Set task> Reproduce the passage of the Spanish motoring guide below that begins at the words "Newer arrivals in" and ends after the words "(Permiso de Circulacion)".

Document section>
* Begin *

Newer arrivals in Spain tell me that they are very confused after reading blogs which give contradictory information about motoring. They are then more confused by the bar-room lawyers who know everything and nothing. Professional advice from seasoned practitioners in any area is always best, so here are some tips regarding motoring in Spain
Driving licence (Carnet de Conducir) Registration document (Permiso de Circulacion)
ITV card (Tarjeta Inspeccion Technica de Vehiculos) Insurance papers (Seguros) including accident report form
Some people are nervous about carrying these documents in their car in case either the documents or the car itself are stolen. Notarised copies are acceptable but it is prudent to have plain copies available in case of loss
Two warning triangles. In the case of breakdown or accident these should be placed at sufficient distance in front of and behind the car on 2-way roads and behind the car only on a one-way street or motorway to alert following traffic. The actual siting will vary depending upon where the car is stopped in relation to bends etc.
At least two reflective jackets. These should be readily available to the driver and passenger before they exit the car. Anyone leaving the car when it has broken down or been involved in an accident must wear a high- viz vest, so it makes sense to have enough for the amount of passengers that you may carry.

* End *

Rows>
* Begin *

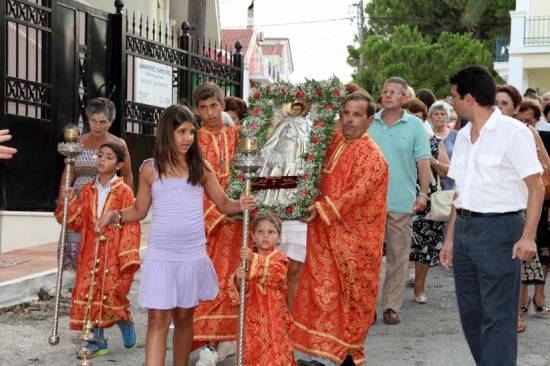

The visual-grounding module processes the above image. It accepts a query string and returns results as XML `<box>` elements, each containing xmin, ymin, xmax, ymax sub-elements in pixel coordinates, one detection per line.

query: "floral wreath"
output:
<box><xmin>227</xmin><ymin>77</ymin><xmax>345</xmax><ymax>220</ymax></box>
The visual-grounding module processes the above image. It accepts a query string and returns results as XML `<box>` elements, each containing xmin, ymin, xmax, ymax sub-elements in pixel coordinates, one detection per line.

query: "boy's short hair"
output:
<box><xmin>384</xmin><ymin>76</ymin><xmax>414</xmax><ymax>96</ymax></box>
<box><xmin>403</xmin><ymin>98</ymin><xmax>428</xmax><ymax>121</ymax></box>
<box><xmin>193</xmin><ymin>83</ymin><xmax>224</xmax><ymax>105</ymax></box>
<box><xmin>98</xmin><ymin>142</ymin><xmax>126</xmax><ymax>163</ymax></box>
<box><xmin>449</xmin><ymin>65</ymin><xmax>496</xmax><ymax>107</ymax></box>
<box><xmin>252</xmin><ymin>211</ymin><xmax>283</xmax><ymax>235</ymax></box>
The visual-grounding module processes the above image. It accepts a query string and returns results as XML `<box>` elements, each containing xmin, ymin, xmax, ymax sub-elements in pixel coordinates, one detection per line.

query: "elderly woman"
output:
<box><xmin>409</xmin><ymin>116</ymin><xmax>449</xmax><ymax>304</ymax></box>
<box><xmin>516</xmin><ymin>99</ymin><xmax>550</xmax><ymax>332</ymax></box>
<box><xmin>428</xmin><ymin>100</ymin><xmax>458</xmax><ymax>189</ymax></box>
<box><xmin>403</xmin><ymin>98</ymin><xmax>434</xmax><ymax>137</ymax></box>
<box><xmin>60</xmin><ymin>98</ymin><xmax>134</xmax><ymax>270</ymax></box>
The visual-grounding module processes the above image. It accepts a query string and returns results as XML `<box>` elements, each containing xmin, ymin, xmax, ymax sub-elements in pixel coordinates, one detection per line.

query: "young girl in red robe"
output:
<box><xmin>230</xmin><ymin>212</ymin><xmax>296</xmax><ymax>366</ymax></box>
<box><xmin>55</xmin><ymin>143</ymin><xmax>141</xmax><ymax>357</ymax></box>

* End *
* Begin *

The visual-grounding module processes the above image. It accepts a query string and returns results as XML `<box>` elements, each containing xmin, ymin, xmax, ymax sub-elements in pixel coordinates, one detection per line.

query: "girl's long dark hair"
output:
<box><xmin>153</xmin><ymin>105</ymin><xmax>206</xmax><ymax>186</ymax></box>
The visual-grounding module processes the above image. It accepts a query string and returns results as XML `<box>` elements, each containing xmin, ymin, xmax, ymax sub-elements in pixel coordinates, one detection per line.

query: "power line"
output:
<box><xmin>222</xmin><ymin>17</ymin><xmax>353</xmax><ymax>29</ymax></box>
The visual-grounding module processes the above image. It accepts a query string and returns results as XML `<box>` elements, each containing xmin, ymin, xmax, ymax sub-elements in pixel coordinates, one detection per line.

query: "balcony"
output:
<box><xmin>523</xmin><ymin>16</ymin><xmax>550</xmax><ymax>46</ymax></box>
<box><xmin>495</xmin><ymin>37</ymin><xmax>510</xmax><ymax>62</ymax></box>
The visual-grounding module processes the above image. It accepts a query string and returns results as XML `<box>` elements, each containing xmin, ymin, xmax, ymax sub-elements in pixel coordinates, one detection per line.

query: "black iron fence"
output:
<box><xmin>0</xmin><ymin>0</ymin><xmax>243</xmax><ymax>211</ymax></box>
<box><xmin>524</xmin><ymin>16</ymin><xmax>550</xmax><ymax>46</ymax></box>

* End *
* Begin *

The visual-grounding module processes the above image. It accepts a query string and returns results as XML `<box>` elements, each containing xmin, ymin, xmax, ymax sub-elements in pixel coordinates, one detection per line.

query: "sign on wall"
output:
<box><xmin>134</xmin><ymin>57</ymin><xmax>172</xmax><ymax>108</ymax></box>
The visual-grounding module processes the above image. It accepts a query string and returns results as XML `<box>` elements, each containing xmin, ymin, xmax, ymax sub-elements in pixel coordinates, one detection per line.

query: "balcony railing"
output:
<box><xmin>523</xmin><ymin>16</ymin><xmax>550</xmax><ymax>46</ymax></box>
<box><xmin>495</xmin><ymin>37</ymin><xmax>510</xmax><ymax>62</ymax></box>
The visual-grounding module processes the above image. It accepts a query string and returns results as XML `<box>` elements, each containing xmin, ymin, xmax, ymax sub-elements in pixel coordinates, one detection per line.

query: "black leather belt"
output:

* End *

Reply>
Newer arrivals in Spain tell me that they are very confused after reading blogs which give contradictory information about motoring. They are then more confused by the bar-room lawyers who know everything and nothing. Professional advice from seasoned practitioners in any area is always best, so here are some tips regarding motoring in Spain
Driving licence (Carnet de Conducir) Registration document (Permiso de Circulacion)